Pada saat itu Marx mengajukan konsepsi mendasar tentang masyarakat kelas dan perjuangannya. Marx tidak mendefinisikan kelas secara panjang lebar tetapi ia menunjukkan bahwa dalam masyarakat, pada abad ke- 19 di Eropa di mana dia hidup, terdiri dari kelas pemilik modal (borjuis) dan kelas pekerja miskin sebagai kelas proletar. Kedua kelas ini berada dalam suatu struktur sosial hirarkis, kaum borjuis melakukan eksploitasi terhadap kaum proletar dalam proses produksi. Eksploitasi ini akan terus berjalan selama kesadaran semu eksis (false consiousness) dalam diri proletar, yaitu berupa rasa menyerah diri, menerima keadaan apa adanya tetap terjaga. Ketegangan hubungan antara kaum proletar dan kaum borjuis mendorong terbentuknya gerakan sosial besar, yaitu revolusi. Ketegangan tersebut terjadi jika kaum proletar telah sadar akan eksploitasi kaum borjuis terhadap mereka.

[Entri Tersimpan]
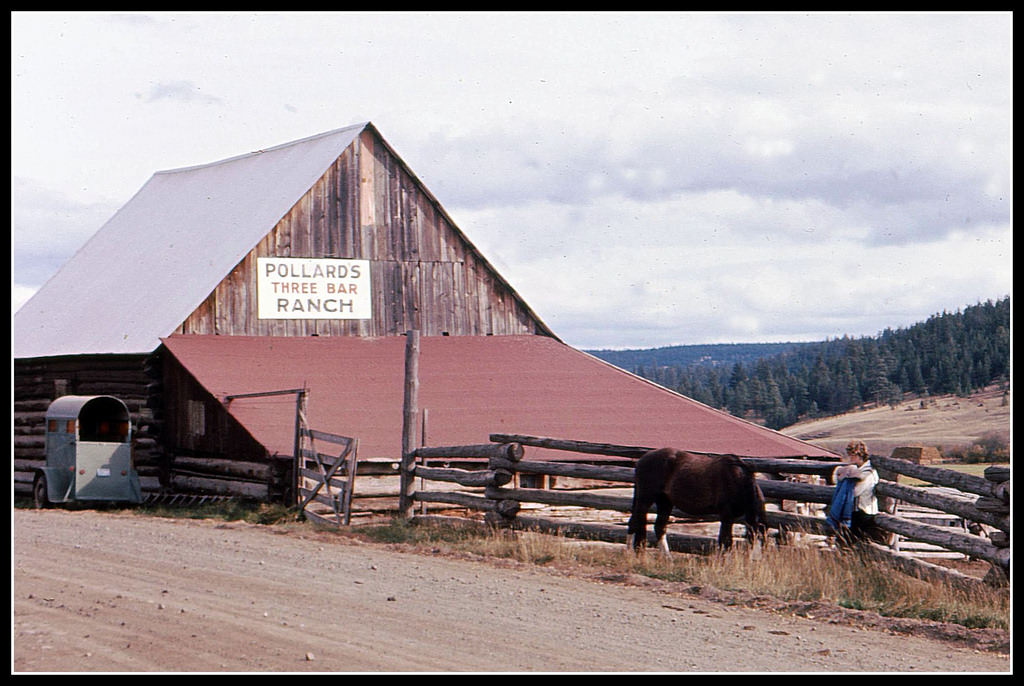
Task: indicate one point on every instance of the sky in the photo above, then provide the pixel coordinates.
(641, 179)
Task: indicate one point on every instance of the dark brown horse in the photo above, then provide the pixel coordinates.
(697, 484)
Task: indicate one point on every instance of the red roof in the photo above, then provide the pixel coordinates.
(471, 386)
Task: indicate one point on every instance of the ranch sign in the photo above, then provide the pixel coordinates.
(295, 288)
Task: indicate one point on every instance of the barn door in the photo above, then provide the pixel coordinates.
(326, 478)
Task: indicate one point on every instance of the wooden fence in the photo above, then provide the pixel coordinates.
(982, 502)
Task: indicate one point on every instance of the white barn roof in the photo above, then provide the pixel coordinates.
(154, 262)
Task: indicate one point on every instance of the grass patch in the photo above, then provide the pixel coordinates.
(794, 573)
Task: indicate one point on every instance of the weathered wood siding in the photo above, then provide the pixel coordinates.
(425, 274)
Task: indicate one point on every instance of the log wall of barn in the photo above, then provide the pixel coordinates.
(38, 381)
(207, 451)
(425, 274)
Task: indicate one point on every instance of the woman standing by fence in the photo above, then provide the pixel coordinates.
(865, 503)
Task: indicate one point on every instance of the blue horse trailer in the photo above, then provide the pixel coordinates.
(88, 453)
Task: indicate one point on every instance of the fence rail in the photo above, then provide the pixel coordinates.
(977, 500)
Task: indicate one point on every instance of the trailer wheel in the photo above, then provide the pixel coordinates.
(39, 494)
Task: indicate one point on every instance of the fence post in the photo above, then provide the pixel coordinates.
(410, 413)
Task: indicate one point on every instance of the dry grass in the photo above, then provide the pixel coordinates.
(947, 422)
(786, 572)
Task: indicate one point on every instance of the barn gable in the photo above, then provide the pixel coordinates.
(179, 256)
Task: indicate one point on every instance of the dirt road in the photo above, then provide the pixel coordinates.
(115, 592)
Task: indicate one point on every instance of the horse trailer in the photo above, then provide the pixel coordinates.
(88, 453)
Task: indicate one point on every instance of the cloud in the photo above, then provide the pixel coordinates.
(640, 178)
(47, 227)
(178, 91)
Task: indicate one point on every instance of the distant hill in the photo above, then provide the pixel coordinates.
(778, 384)
(714, 354)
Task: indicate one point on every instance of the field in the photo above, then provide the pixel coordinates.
(945, 422)
(100, 591)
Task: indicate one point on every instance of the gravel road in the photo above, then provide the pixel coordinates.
(100, 591)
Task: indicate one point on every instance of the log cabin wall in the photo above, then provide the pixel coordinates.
(208, 451)
(39, 381)
(425, 274)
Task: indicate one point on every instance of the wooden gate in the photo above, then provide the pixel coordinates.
(325, 478)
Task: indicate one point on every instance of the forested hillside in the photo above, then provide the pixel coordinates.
(779, 384)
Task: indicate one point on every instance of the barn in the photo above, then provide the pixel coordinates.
(224, 300)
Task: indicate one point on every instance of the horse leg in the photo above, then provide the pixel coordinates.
(662, 522)
(636, 537)
(725, 532)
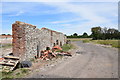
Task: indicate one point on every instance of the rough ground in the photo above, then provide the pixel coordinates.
(93, 61)
(5, 51)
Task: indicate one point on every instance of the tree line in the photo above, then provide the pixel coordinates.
(99, 33)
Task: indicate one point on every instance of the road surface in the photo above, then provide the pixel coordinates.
(93, 62)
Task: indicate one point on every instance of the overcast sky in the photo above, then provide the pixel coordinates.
(64, 16)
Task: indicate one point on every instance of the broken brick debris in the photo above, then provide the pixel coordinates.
(8, 63)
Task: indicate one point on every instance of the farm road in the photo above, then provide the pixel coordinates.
(94, 61)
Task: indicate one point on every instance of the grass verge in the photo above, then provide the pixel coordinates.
(113, 43)
(78, 39)
(15, 74)
(67, 47)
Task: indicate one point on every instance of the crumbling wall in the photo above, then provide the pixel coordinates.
(28, 41)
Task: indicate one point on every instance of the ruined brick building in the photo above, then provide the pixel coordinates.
(28, 40)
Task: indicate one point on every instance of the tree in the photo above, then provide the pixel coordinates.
(75, 34)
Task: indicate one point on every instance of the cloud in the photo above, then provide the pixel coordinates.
(17, 14)
(59, 0)
(87, 14)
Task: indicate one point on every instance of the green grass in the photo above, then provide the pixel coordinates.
(15, 74)
(113, 43)
(78, 39)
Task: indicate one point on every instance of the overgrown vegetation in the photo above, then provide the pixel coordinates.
(5, 45)
(78, 39)
(113, 43)
(99, 33)
(67, 47)
(15, 74)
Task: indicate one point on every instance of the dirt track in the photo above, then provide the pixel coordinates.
(94, 61)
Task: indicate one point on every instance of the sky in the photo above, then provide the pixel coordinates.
(65, 16)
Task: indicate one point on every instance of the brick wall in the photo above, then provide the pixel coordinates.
(28, 40)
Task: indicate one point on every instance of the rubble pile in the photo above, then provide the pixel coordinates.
(8, 63)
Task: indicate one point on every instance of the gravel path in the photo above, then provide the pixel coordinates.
(93, 61)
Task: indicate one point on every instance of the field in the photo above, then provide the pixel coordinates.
(113, 43)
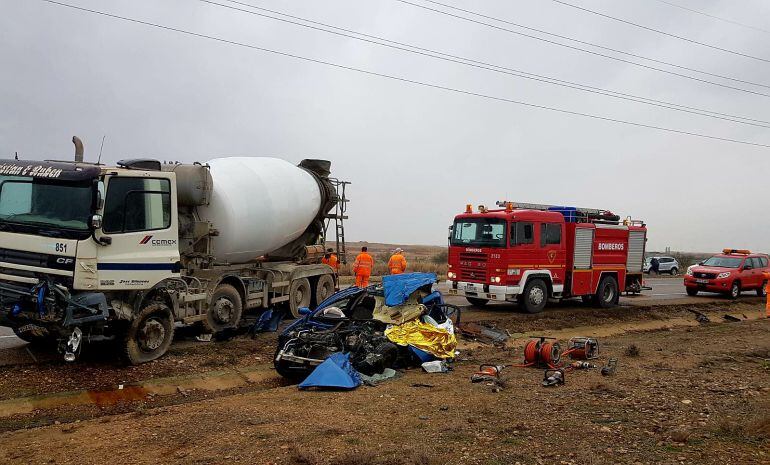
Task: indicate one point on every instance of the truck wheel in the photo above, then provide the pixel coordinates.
(299, 295)
(535, 296)
(224, 310)
(476, 302)
(150, 334)
(323, 288)
(607, 294)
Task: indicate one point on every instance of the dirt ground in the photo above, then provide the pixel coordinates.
(684, 392)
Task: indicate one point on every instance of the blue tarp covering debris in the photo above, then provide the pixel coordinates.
(399, 287)
(335, 372)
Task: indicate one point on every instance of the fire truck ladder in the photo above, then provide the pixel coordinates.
(338, 216)
(591, 215)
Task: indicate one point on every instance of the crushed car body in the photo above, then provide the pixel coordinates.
(399, 324)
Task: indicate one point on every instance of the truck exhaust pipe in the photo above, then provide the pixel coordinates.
(78, 149)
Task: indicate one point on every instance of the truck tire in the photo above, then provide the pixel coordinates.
(607, 295)
(299, 295)
(535, 296)
(224, 310)
(150, 334)
(477, 302)
(323, 288)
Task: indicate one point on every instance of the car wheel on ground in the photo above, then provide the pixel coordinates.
(607, 295)
(535, 296)
(150, 334)
(477, 302)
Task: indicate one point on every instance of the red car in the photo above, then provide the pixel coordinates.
(729, 273)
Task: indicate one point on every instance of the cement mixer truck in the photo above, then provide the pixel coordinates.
(126, 253)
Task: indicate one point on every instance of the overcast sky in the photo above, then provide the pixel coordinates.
(416, 155)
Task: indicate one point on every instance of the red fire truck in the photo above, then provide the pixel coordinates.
(531, 252)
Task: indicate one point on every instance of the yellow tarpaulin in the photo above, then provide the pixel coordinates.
(436, 341)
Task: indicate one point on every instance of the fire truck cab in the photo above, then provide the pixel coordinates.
(529, 253)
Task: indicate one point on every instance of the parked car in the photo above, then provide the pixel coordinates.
(730, 272)
(666, 265)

**Petunjuk Tugas:**
1. Cetak persis bagian kutipan sumber, mulai dari kata-kata yang memuat "Pada saat itu" dan berhenti setelah "borjuis terhadap mereka.".
2. Jawab pertanyaan berikut berdasarkan kutipan sumber.
(a) Pada abad berapa dan di mana masyarakat yang ditunjukkan Marx itu berada?
(b) Selama apa eksploitasi terhadap kaum proletar akan terus berjalan?
(c) Gerakan sosial besar apa yang terdorong oleh ketegangan hubungan antara kaum proletar dan kaum borjuis?

**Jawaban per Tugas:**
1.
Pada saat itu Marx mengajukan konsepsi mendasar tentang masyarakat kelas dan perjuangannya. Marx tidak mendefinisikan kelas secara panjang lebar tetapi ia menunjukkan bahwa dalam masyarakat, pada abad ke- 19 di Eropa di mana dia hidup, terdiri dari kelas pemilik modal (borjuis) dan kelas pekerja miskin sebagai kelas proletar. Kedua kelas ini berada dalam suatu struktur sosial hirarkis, kaum borjuis melakukan eksploitasi terhadap kaum proletar dalam proses produksi. Eksploitasi ini akan terus berjalan selama kesadaran semu eksis (false consiousness) dalam diri proletar, yaitu berupa rasa menyerah diri, menerima keadaan apa adanya tetap terjaga. Ketegangan hubungan antara kaum proletar dan kaum borjuis mendorong terbentuknya gerakan sosial besar, yaitu revolusi. Ketegangan tersebut terjadi jika kaum proletar telah sadar akan eksploitasi kaum borjuis terhadap mereka.

2.
(a) Pada abad ke-19, di Eropa.
(b) Selama kesadaran semu eksis dalam diri proletar, yaitu rasa menyerah diri dan menerima keadaan apa adanya tetap terjaga.
(c) Revolusi.